[TAREFA] Reescreva o trecho sobre eleições municipais começando em "Como saber que" e terminando em "acessar na internet?", com "limite de gastos" substituído por "teto de gastos".

[TRECHO SELECIONADO]
A presidente da União dos Municípios da Bahia (UPB), Maria Quitéria, esteve aqui no Bahia Notícias e disse que neste ano, muitos candidatos vão querer ficar em segundo, torcendo para quem vencer nas urnas erre na lei. Assim, o segundo colocado ganharia no final. Quais são os erros que podem de fato ocorrer com mais regularidade no interior?
Olha, os casos que configuram cassação são: compra de votos,; uso abusivo da máquina pública, prefeitos que tentam se reeleger geralmente direcionam sua gestão para beneficiar as candidaturas, seja obrigando servidores a fazer campanha ou desvirtuando programas sociais para beneficiar determinados apoiadores; e o uso abusivo do poder econômico. Sobre o comentário de Maria Quitéria, da UPB, não sei se foi a intenção dela, mas não existe mais a possibilidade de o segundo colocado assumir. Se o primeiro colocado for cassado terá necessariamente que haver uma nova eleição. Direta ou indireta. Caso ele seja afastado em até três anos e meio de mandato, a eleição é direta. O povo vota. Se o afastamento ocorrer nos últimos seis meses, a eleição é indireta, feita pela Câmara de Vereadores. 
 

 
 
Como saber que determinado político faz uso abusivo do poder econômico?
Agora, as campanhas eleitoras têm um limite de gastos, e há uma resolução do Tribunal Superior Eleitoral (TSE) que estabelece o valor máximo que cada município deve gastar com campanhas de prefeitos e vereadores. 
 
 
É fácil de acessar na internet?

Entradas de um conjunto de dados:
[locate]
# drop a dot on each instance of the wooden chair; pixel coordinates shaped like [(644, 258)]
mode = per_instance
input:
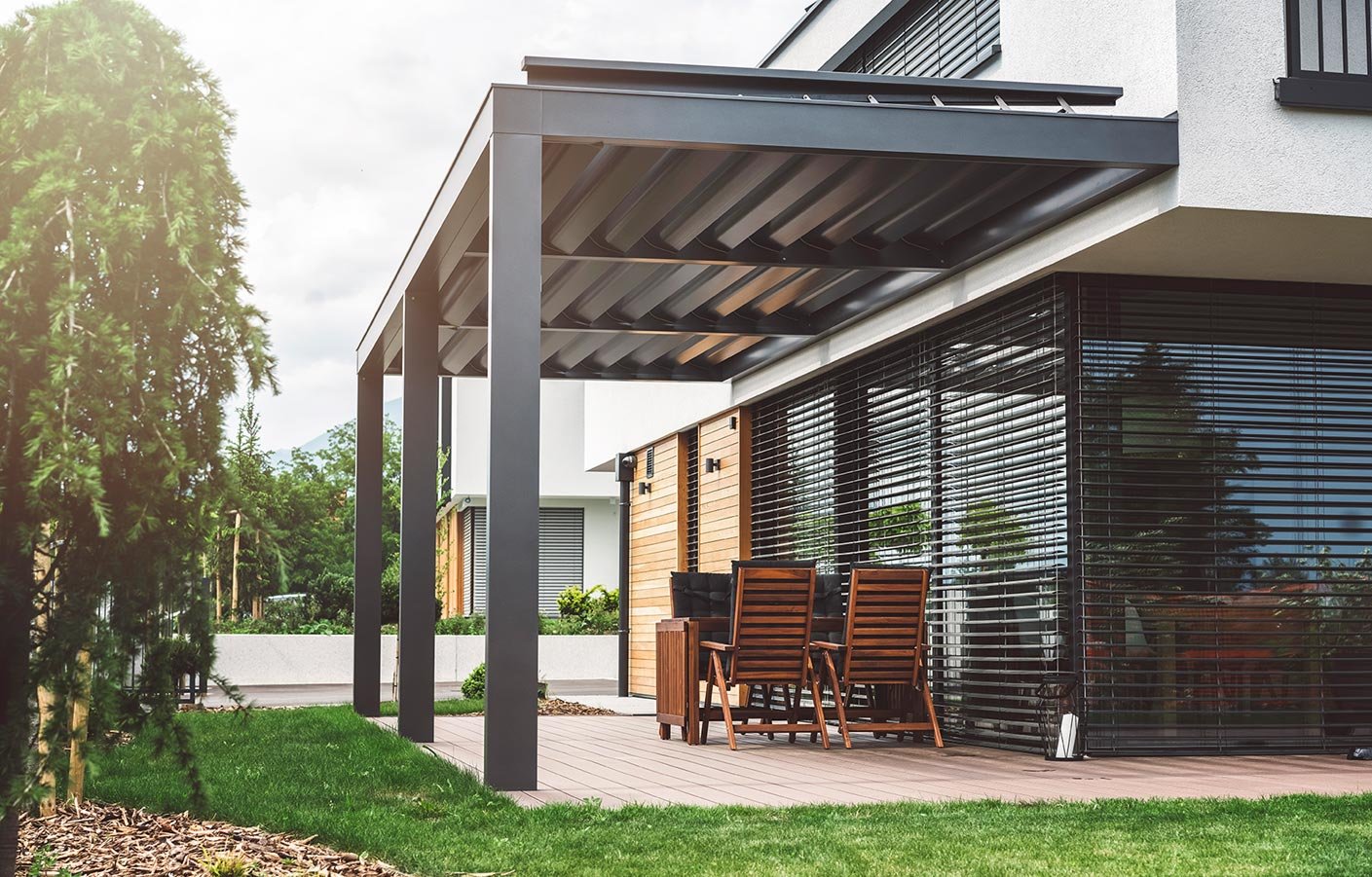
[(882, 648), (770, 646)]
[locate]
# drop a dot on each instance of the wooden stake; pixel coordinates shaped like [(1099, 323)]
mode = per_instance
[(234, 572)]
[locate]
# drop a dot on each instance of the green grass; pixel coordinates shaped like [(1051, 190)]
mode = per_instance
[(459, 706), (325, 772)]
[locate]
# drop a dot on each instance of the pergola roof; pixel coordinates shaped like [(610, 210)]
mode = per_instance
[(701, 221)]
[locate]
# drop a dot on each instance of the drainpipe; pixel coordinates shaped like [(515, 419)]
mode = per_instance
[(624, 475)]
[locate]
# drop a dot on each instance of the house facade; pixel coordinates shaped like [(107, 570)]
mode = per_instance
[(1132, 446), (577, 515)]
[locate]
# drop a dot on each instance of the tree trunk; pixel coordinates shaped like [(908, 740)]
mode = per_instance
[(80, 713)]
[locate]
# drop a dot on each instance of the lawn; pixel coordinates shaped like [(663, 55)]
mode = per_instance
[(325, 772), (459, 706)]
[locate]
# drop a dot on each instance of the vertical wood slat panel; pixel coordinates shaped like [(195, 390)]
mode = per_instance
[(657, 546)]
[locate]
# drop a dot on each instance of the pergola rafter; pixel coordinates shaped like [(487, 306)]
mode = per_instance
[(645, 221)]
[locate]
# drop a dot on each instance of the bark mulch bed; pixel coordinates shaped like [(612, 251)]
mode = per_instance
[(107, 840)]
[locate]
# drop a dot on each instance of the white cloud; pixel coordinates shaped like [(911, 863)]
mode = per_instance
[(350, 113)]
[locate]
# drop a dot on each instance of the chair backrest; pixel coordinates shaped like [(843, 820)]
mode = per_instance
[(772, 606), (885, 625)]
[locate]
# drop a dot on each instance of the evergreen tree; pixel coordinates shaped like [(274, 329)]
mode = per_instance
[(124, 327)]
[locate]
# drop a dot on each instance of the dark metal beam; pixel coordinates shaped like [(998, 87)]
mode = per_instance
[(759, 124), (368, 552), (513, 354), (445, 430), (797, 84), (419, 499), (731, 325)]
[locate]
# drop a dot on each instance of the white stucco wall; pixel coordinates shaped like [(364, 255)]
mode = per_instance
[(627, 415), (826, 33), (561, 471), (601, 565), (304, 659), (1094, 43)]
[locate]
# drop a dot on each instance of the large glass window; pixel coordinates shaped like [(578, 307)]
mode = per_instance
[(1225, 514), (949, 452)]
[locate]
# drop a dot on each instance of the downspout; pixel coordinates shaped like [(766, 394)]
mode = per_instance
[(624, 475)]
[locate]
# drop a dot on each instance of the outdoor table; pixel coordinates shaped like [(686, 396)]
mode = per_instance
[(678, 669)]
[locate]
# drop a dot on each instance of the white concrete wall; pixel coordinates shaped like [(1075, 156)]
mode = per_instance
[(627, 415), (561, 471), (305, 659)]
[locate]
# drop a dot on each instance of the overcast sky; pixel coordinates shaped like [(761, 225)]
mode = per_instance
[(348, 117)]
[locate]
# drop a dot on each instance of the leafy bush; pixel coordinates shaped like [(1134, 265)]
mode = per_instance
[(593, 611), (473, 686), (462, 626)]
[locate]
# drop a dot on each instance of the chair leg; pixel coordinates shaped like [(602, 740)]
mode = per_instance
[(929, 710), (838, 700), (819, 702), (723, 699), (767, 705), (710, 692), (794, 709)]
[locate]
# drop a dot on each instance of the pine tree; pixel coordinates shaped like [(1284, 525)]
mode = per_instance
[(124, 327)]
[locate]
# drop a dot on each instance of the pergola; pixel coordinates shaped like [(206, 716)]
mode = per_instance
[(623, 221)]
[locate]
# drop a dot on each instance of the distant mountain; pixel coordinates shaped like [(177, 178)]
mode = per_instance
[(321, 441)]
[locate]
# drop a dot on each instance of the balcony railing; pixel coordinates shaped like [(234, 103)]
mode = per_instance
[(1328, 55)]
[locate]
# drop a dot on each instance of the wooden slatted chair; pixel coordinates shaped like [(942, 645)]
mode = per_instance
[(770, 646), (882, 648)]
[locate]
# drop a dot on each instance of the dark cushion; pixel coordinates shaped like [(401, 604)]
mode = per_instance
[(701, 595)]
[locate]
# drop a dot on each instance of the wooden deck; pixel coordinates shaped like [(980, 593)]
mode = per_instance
[(619, 759)]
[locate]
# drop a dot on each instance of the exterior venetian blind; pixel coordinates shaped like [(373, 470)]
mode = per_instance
[(932, 37), (946, 451), (1225, 515), (560, 553), (561, 549), (690, 445)]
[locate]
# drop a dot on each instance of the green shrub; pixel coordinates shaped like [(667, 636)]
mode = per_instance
[(473, 686), (462, 626), (593, 611)]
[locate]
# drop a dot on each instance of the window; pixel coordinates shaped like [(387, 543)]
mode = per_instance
[(949, 452), (929, 37), (560, 556), (1328, 55)]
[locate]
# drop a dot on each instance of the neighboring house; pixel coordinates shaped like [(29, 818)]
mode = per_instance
[(577, 544), (1084, 327), (1133, 445)]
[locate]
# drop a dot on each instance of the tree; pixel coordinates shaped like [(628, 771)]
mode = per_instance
[(124, 327)]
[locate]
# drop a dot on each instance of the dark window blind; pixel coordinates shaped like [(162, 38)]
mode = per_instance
[(1225, 515), (946, 451), (690, 445), (932, 37), (561, 551)]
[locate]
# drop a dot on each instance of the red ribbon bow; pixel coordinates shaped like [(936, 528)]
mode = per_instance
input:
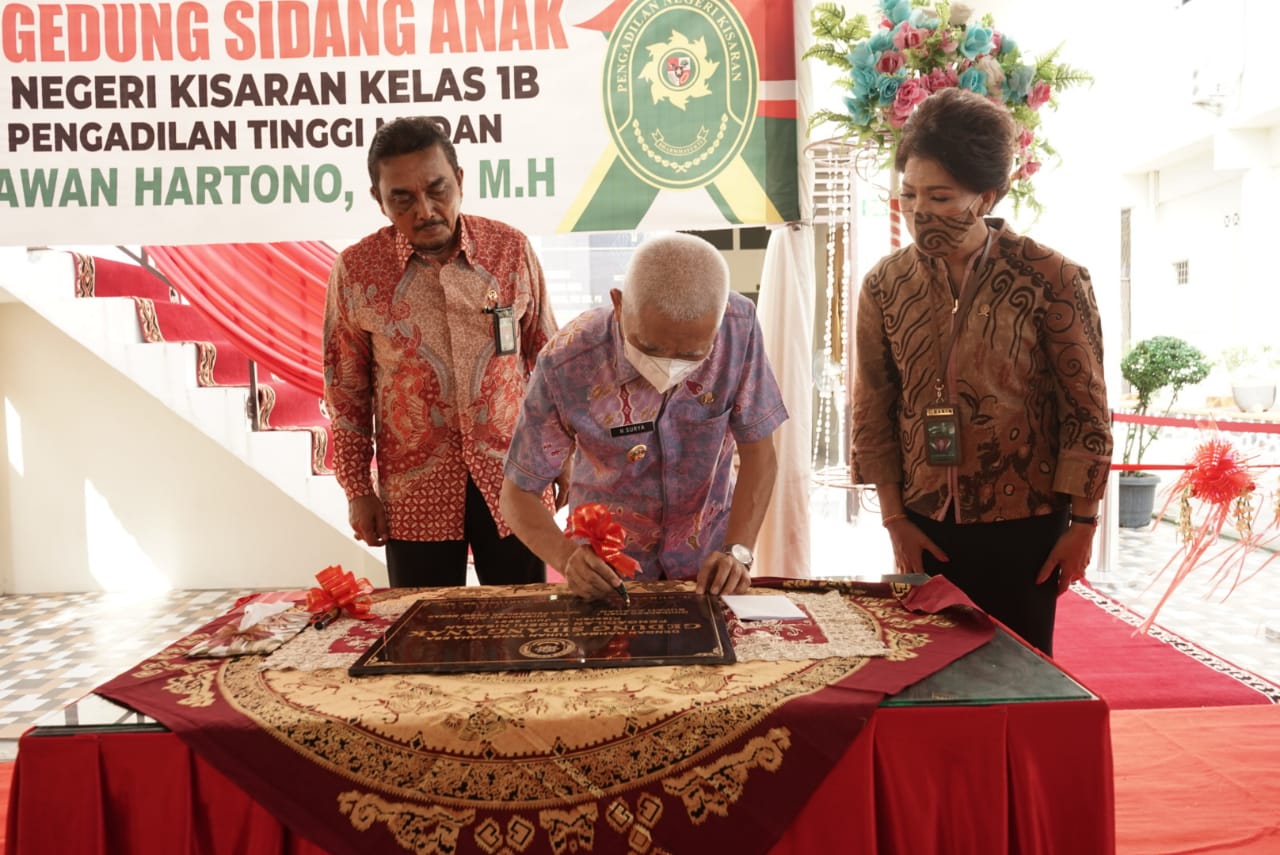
[(341, 591), (607, 538)]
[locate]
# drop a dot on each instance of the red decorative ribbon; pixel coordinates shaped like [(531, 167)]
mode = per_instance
[(339, 591), (607, 538)]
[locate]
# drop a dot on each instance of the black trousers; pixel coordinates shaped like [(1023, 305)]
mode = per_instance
[(432, 563), (996, 563)]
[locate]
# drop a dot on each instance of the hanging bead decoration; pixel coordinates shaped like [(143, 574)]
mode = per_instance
[(833, 206)]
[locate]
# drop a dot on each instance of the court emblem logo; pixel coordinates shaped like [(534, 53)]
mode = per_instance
[(547, 648), (680, 91)]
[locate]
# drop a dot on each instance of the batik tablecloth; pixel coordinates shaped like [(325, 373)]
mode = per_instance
[(666, 759)]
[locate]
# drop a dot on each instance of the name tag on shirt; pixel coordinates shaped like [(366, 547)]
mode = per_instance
[(636, 428), (504, 330)]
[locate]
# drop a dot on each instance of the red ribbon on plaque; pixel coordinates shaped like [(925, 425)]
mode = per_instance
[(339, 591), (607, 538)]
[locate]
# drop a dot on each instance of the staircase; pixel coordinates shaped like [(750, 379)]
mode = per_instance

[RESULTADO]
Como saber que determinado político faz uso abusivo do poder econômico?
Agora, as campanhas eleitoras têm um teto de gastos, e há uma resolução do Tribunal Superior Eleitoral (TSE) que estabelece o valor máximo que cada município deve gastar com campanhas de prefeitos e vereadores. 
 
 
É fácil de acessar na internet?